Refleksi
Harlah Ke-94: Meneguhkan Kemandirian NU
Oleh A.
Helmy Faishal Zaini
TAK dimungkiri,
Nahdlatul Ulama (NU) merupakan sebuah organisasi sosial keagamaan yang memiliki
peran strategis dalam kehidupan umat. NU didirikan paling tidak salah satunya,
dalam hemat saya, bertujuan untuk kemaslahatan umat. Kemaslahatan yang dimaksud
bukan sekadar kemaslahatan akidah umat, tetapi lebih dalam dari itu, menyangkut
aspek-aspek kesejahteraan hidup (mashlahah ammah).
Lintasan
sejarah membuktikan bahwa NU memiliki komitmen yang kuat untuk memandirikan
sekaligus menyejahterakan kehidupan umat. Pelbagai gerakan sebagai upaya
memandirikan ekonomi umat silih berganti dicoba.
Jika kita
simak sejarah dengan saksama, kita akan menemukan istilah ecenomiche mobilisatie.
Istilah itu sesungguhnya adalah istilah yang hendak ingin menggambarkan bahwa
NU adalah organisasi yang tidak hanya mengarahkan umatnya untuk meraih
kebahagiaan di akhirat kelak dan mengesampingkan kesejahteraan di dunia. Namun,
NU selalu berusaha menyeimbangkan proporsi keduanya. Persis sebagaimana yang
ada dalam doa sapu jagat yang sangat familier di kalangan warga NU: rabbana
atiina fid dunya hasanah wa fil akhirati hasanah.
Pada
1938, NU mendirikan apa yang ketika itu disebut importhandel dan exporthandel
yang keduanya diperuntukkan mengurusi kegiatan ekspor impor atau perdagangan
luar negeri. Hal itu diputuskan secara resmi di muktamar Menes, Banten.
Setahun
pasca keputusan tersebut, yakni pada 1939, dalam forum muktamar yang digelar di
Magelang, sebagai sebuah upaya untuk memberikan landasan dalam menjalankan
ekonomi dan bisnis, NU merumuskan konsep mabadi khoiru ummah yang berisi tiga
poin utama. Yakni, as-shidqu (kejujuran), al-wafa bil ahdi (menepati janji),
dan at-ta’awun (saling tolong-menolong). Tiga prinsip tersebut menjadi landasan
yang harus dipegang warga NU dalam segala hal, terutama menyangkut kegiatan
ekonomi dan bisnis.
□ □ □
- Bagian Latihan -
1 - Jawab pertanyaan berikut berdasarkan teks tentang NU:
(a) Doa apa yang disebut sangat familier di kalangan warga NU?
(b) Di muktamar mana pendirian importhandel dan exporthandel diputuskan secara resmi?
(c) Apa saja tiga poin utama dalam konsep mabadi khoiru ummah?
2 - Tuliskan lanjutan teks tentang NU, mulai setelah kalimat terakhirnya.
Item di bawah ini adalah bahan tersendiri yang tidak berkaitan dengan teks tentang NU.
□ □ □
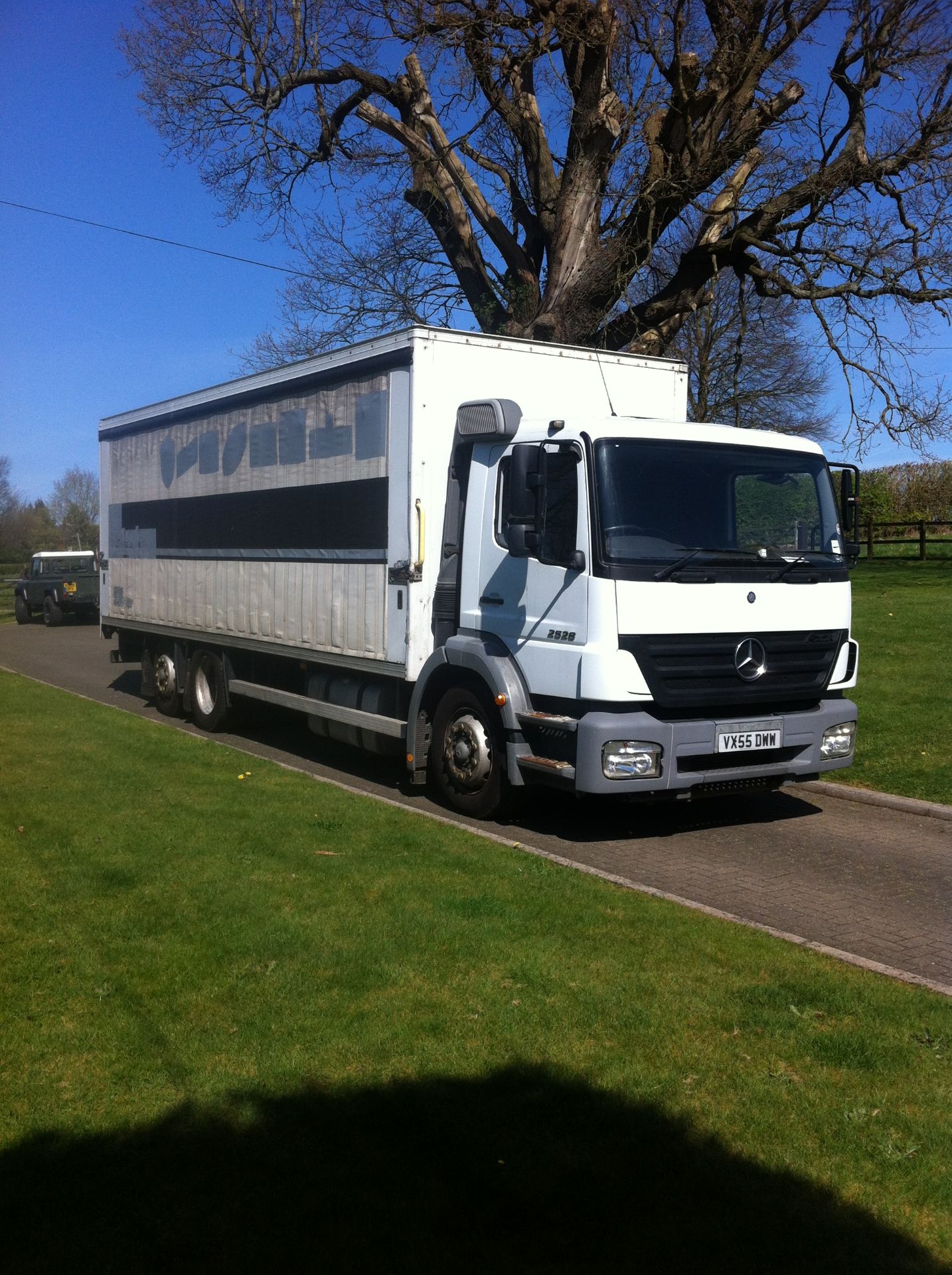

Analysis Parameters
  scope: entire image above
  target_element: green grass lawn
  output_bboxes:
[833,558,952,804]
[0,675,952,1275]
□ □ □
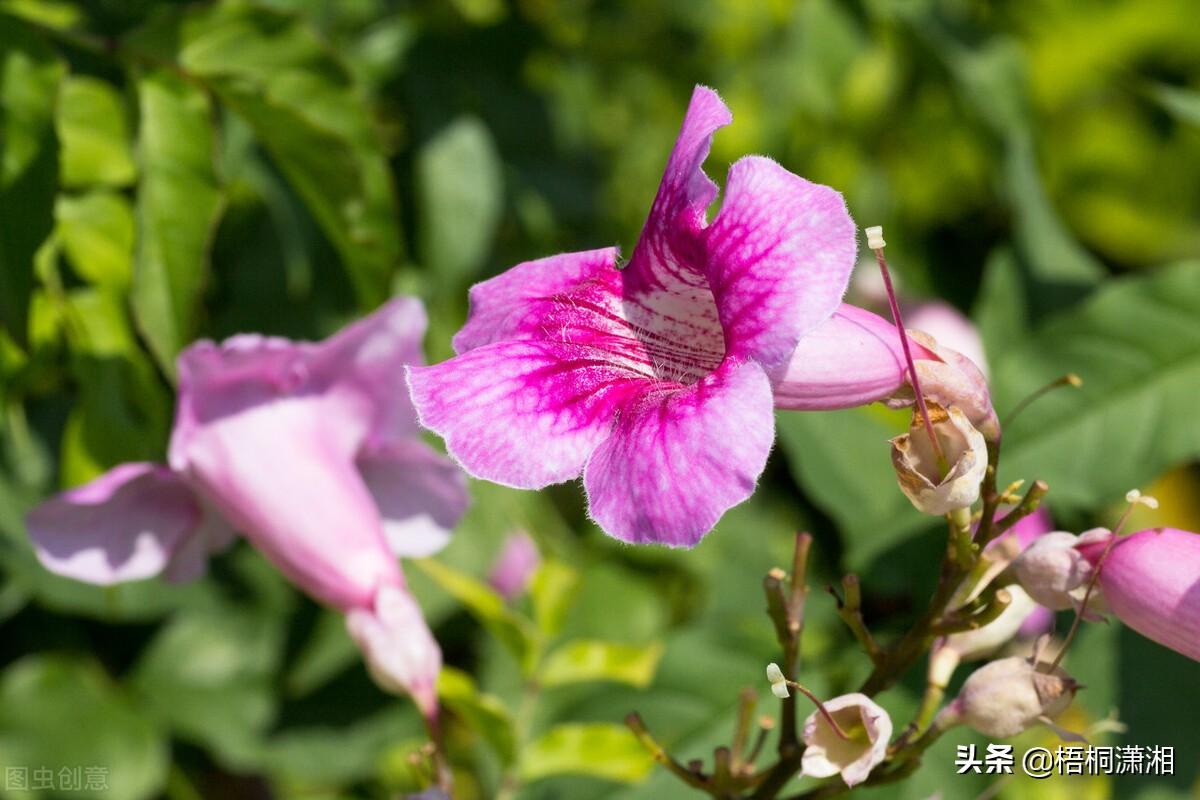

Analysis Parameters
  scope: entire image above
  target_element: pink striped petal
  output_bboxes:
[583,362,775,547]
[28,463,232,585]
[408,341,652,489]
□ □ □
- Jawaban yang Diharapkan -
1 -
(a) Doa sapu jagat: rabbana atiina fid dunya hasanah wa fil akhirati hasanah.
(b) Di muktamar Menes, Banten, pada 1938.
(c) As-shidqu (kejujuran), al-wafa bil ahdi (menepati janji), dan at-ta'awun (saling tolong-menolong).

2 -
Dengan
tiga prinsip tersebut, turbulensi dan mekanisme berbisnis warga NU diharapkan
bisa berjalan lancar, stabil, dan yang paling utama adalah berkah. Apa yang
disebut tekahir, yakni keberkahan, adalah tujuan paling paripurna yang
dicita-citakan konseptor mabadi khoiru ummah di atas.
Lebih
dari sekadar itu, sebagai bagian dari upaya mengembangkan dan menyempurnakan
tiga pilar tersebut, pada 1940 KH Mahfud Shiddiq yang kala itu bertindak
sebagai ketua HB NU (istilah sekarang ketua umum PB NU) menambahkan dua prinsip
penyempurna yang terdiri atas: al-adalah (keadilan) dan istiqomah
(konsistensi).
Maka
jelas, pada 1940 mabadi khoiro ummah yang berisi lima prinsip kemandirian
ekonomi yang harus diimplementasikan saat berbisnis diharapkan bisa menjadi
alas pijak bagi kemandirian ekonomi umat.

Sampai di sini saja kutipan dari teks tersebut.